** WHAT IS EXPECTED **
Can you repeat all of the lines below word for word, leaving the pictures out?

━━━━━ DATASET

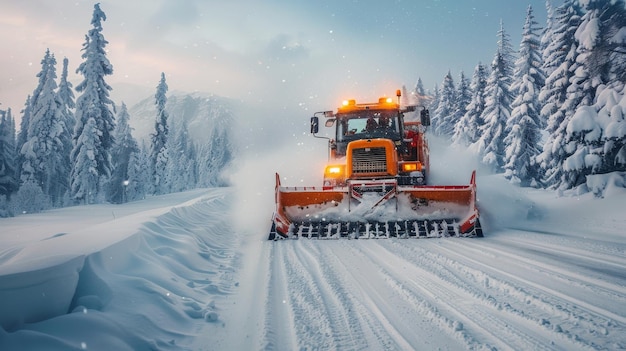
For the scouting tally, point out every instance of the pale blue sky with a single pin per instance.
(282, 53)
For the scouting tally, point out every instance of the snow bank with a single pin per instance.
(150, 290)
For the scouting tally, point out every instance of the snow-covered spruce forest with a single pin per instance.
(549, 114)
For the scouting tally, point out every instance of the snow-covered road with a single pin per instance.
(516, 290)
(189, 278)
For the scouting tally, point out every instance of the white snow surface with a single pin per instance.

━━━━━━━━━━

** RESPONSE **
For the scouting tally, point out every instance of the pale blue sky with a single pin per instance.
(282, 53)
For the scouting tally, point out every instance of the snow bank with a single pin per instance.
(150, 290)
For the scouting tally, point out every instance of the snow-covered spruce forest with a single pin per instance.
(549, 114)
For the scouting tally, point out every instance of the snow-covered road with a single pin per instance.
(516, 290)
(189, 278)
For the scouting tally, point out every instance of the white snow surface with a single pin per instance.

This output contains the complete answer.